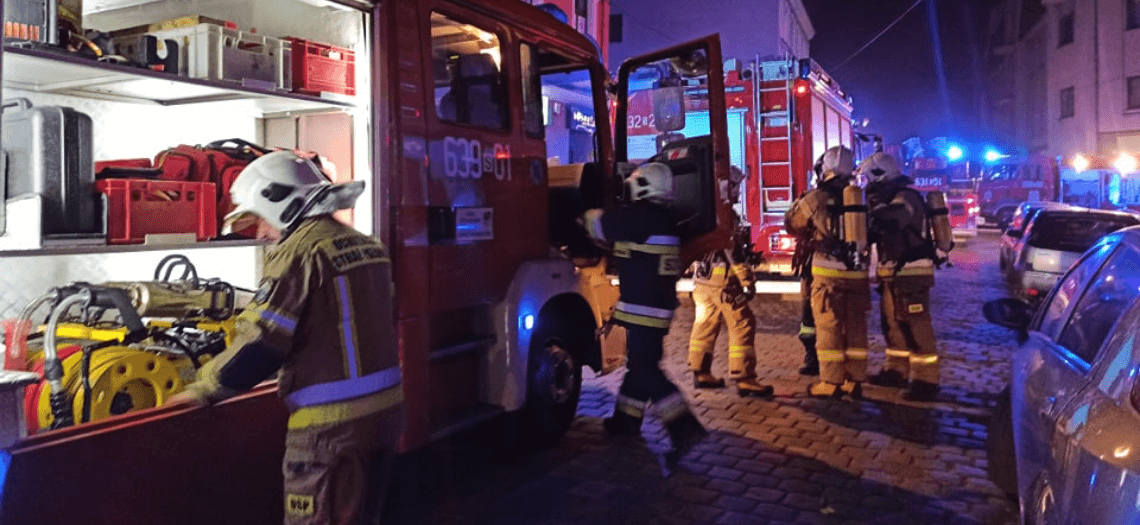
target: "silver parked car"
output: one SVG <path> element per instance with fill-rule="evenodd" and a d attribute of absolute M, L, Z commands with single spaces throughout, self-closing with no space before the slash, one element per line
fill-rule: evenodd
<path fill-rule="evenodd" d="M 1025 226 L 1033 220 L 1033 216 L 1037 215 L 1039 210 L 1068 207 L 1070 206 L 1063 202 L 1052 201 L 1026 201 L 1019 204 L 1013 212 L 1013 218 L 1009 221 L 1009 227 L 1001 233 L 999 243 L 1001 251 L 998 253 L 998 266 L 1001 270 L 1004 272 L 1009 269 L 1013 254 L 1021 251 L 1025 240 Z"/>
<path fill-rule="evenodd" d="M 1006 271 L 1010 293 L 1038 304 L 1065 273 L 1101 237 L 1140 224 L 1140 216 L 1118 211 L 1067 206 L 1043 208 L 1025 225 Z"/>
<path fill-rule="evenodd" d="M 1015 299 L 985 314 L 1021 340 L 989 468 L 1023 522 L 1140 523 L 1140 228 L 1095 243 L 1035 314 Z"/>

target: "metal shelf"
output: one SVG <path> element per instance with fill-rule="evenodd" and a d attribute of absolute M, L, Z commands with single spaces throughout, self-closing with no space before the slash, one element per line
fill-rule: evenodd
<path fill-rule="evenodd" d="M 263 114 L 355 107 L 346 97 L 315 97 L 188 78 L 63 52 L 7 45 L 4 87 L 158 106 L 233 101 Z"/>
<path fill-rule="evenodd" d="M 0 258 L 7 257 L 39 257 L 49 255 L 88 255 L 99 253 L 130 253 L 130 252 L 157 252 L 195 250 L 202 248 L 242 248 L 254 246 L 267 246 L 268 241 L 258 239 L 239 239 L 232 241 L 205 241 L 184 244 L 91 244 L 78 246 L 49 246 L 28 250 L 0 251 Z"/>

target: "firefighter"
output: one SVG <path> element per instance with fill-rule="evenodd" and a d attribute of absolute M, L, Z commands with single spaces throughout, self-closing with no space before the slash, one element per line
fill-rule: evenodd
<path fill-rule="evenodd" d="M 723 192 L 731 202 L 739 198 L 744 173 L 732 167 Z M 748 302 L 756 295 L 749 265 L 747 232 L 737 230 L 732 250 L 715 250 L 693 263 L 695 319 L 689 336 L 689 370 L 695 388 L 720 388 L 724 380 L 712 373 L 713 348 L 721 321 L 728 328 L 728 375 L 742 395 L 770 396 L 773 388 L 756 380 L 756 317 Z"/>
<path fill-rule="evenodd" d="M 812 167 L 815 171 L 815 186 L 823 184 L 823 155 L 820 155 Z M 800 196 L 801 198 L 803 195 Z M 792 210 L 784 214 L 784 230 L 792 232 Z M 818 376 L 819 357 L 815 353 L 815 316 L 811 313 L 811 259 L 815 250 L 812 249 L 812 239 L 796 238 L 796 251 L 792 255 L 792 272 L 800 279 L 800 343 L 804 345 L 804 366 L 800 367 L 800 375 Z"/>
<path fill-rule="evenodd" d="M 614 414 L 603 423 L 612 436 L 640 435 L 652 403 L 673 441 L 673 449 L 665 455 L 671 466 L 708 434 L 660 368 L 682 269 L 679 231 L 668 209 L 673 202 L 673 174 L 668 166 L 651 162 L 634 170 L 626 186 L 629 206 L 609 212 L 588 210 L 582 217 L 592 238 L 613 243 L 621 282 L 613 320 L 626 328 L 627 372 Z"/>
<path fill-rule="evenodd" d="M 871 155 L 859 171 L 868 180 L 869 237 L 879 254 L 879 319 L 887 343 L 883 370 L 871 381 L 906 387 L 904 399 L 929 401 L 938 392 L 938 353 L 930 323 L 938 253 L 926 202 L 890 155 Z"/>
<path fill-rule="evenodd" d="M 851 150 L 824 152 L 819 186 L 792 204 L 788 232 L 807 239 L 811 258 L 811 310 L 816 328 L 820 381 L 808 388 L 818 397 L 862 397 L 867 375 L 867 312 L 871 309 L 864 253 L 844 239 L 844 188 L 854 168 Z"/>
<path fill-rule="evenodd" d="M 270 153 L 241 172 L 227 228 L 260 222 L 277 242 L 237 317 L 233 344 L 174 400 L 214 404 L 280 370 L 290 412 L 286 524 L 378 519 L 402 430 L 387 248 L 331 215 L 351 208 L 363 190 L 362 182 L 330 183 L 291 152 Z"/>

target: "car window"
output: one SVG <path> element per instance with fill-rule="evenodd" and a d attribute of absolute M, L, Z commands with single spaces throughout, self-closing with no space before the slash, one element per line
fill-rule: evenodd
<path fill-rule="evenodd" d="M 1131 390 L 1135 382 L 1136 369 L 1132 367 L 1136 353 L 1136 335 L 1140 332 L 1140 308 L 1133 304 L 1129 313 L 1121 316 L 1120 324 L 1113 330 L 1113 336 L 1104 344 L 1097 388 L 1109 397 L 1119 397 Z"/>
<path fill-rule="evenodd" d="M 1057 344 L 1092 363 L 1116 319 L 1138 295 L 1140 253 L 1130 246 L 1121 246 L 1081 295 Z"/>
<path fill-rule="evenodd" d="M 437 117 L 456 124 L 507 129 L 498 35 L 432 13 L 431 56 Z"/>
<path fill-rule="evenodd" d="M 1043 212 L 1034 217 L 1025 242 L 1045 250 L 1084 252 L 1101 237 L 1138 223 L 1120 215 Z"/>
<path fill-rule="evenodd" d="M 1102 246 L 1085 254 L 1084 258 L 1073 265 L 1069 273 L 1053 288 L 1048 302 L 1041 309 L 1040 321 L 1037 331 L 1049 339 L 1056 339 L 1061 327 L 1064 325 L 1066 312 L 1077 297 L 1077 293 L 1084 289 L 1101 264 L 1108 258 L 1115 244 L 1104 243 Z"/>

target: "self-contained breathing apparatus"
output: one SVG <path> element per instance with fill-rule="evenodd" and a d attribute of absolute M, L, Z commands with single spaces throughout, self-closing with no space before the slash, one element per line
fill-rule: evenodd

◇ ◇ ◇ ◇

- **Exercise prompt**
Retype every entry exactly as written. Leave the pictures out.

- **Reply**
target: "silver parked car"
output: one SVG <path> element per instance with fill-rule="evenodd" and a d attribute of absolute M, L, Z commands with single spaces throughout, self-closing with no space before the slash, one element per line
fill-rule: evenodd
<path fill-rule="evenodd" d="M 1025 226 L 1033 220 L 1033 216 L 1037 215 L 1039 210 L 1068 207 L 1070 206 L 1063 202 L 1052 201 L 1026 201 L 1019 204 L 1013 212 L 1013 218 L 1009 221 L 1009 227 L 1001 233 L 999 243 L 1001 251 L 998 253 L 998 266 L 1001 270 L 1004 272 L 1009 269 L 1013 254 L 1021 251 L 1025 240 Z"/>
<path fill-rule="evenodd" d="M 1006 271 L 1010 293 L 1038 304 L 1065 273 L 1101 237 L 1140 224 L 1140 216 L 1118 211 L 1067 206 L 1043 208 L 1025 225 Z"/>
<path fill-rule="evenodd" d="M 1015 299 L 985 314 L 1021 340 L 989 468 L 1023 522 L 1140 523 L 1140 228 L 1095 243 L 1035 314 Z"/>

target: "metal shelf"
output: one SVG <path> element per instance with fill-rule="evenodd" and a d attribute of absolute M, L, Z commands with single spaces throughout, self-closing with no space before the slash, one element per line
fill-rule: evenodd
<path fill-rule="evenodd" d="M 263 114 L 355 107 L 346 97 L 315 97 L 188 78 L 63 52 L 7 45 L 4 87 L 158 106 L 233 101 Z"/>
<path fill-rule="evenodd" d="M 0 258 L 7 257 L 39 257 L 49 255 L 88 255 L 99 253 L 130 253 L 130 252 L 157 252 L 195 250 L 202 248 L 242 248 L 254 246 L 267 246 L 268 241 L 258 239 L 239 239 L 232 241 L 205 241 L 184 244 L 91 244 L 78 246 L 49 246 L 28 250 L 0 251 Z"/>

target: "firefighter"
output: one SVG <path> element per instance with fill-rule="evenodd" and a d attribute of absolute M, L, Z commands with single spaces throughout, self-closing with no space before the slash, one element per line
fill-rule: evenodd
<path fill-rule="evenodd" d="M 723 192 L 731 202 L 739 198 L 744 173 L 732 167 Z M 748 302 L 756 295 L 749 265 L 747 232 L 737 230 L 732 250 L 715 250 L 693 263 L 695 319 L 689 336 L 689 370 L 695 388 L 720 388 L 724 380 L 712 373 L 713 348 L 721 321 L 728 328 L 728 375 L 742 395 L 770 396 L 773 388 L 756 380 L 756 317 Z"/>
<path fill-rule="evenodd" d="M 812 167 L 815 171 L 815 186 L 823 184 L 823 155 L 820 155 Z M 800 196 L 801 198 L 803 195 Z M 792 210 L 784 214 L 784 230 L 792 232 Z M 818 376 L 819 357 L 815 353 L 815 316 L 811 313 L 811 259 L 815 250 L 812 249 L 812 239 L 796 238 L 796 251 L 792 255 L 792 272 L 800 279 L 800 343 L 804 345 L 804 366 L 800 367 L 800 375 Z"/>
<path fill-rule="evenodd" d="M 614 414 L 603 423 L 612 436 L 640 435 L 652 403 L 673 441 L 673 449 L 665 455 L 671 466 L 708 434 L 660 368 L 682 269 L 679 231 L 668 209 L 673 202 L 673 174 L 668 166 L 651 162 L 634 170 L 626 186 L 629 206 L 609 212 L 588 210 L 582 217 L 592 238 L 613 243 L 621 282 L 613 320 L 626 328 L 627 372 Z"/>
<path fill-rule="evenodd" d="M 871 155 L 859 171 L 868 180 L 869 237 L 879 254 L 879 319 L 887 343 L 883 370 L 871 381 L 906 387 L 904 399 L 929 401 L 938 392 L 938 353 L 930 323 L 938 253 L 926 202 L 890 155 Z"/>
<path fill-rule="evenodd" d="M 851 150 L 824 152 L 819 186 L 792 204 L 788 232 L 807 239 L 811 258 L 811 310 L 816 328 L 820 381 L 808 388 L 818 397 L 862 397 L 867 375 L 867 312 L 871 309 L 864 253 L 844 239 L 844 188 L 854 168 Z"/>
<path fill-rule="evenodd" d="M 270 153 L 241 172 L 227 228 L 260 222 L 277 242 L 237 317 L 233 344 L 174 400 L 214 404 L 280 370 L 290 412 L 286 524 L 378 519 L 402 430 L 387 248 L 331 215 L 351 208 L 363 190 L 362 182 L 330 183 L 291 152 Z"/>

target: "car window"
output: one SVG <path> element per instance with fill-rule="evenodd" and a d attribute of absolute M, L, Z commands with single spaces throughout, self-closing with no space before the slash, one element per line
fill-rule: evenodd
<path fill-rule="evenodd" d="M 1131 390 L 1135 382 L 1136 369 L 1132 367 L 1136 353 L 1136 335 L 1140 332 L 1140 308 L 1133 304 L 1129 313 L 1121 316 L 1120 324 L 1113 330 L 1113 336 L 1104 344 L 1097 388 L 1109 397 L 1119 397 Z"/>
<path fill-rule="evenodd" d="M 1057 344 L 1092 363 L 1116 319 L 1138 295 L 1140 253 L 1130 246 L 1121 246 L 1081 295 Z"/>
<path fill-rule="evenodd" d="M 437 117 L 456 124 L 507 129 L 498 35 L 432 13 L 431 56 Z"/>
<path fill-rule="evenodd" d="M 1043 212 L 1034 217 L 1025 242 L 1045 250 L 1084 252 L 1101 237 L 1138 223 L 1120 215 Z"/>
<path fill-rule="evenodd" d="M 1102 246 L 1085 254 L 1084 258 L 1073 265 L 1069 273 L 1053 288 L 1048 302 L 1041 309 L 1040 321 L 1037 331 L 1049 339 L 1056 339 L 1061 327 L 1064 325 L 1066 312 L 1077 297 L 1077 293 L 1084 289 L 1101 264 L 1108 258 L 1115 244 L 1104 243 Z"/>

target: "self-contained breathing apparatus"
output: one SVG <path> element per instance with fill-rule="evenodd" and a d attribute of absolute M, L, Z commands with single spaces throughout, self-closing with no space before the slash, one element per line
fill-rule: evenodd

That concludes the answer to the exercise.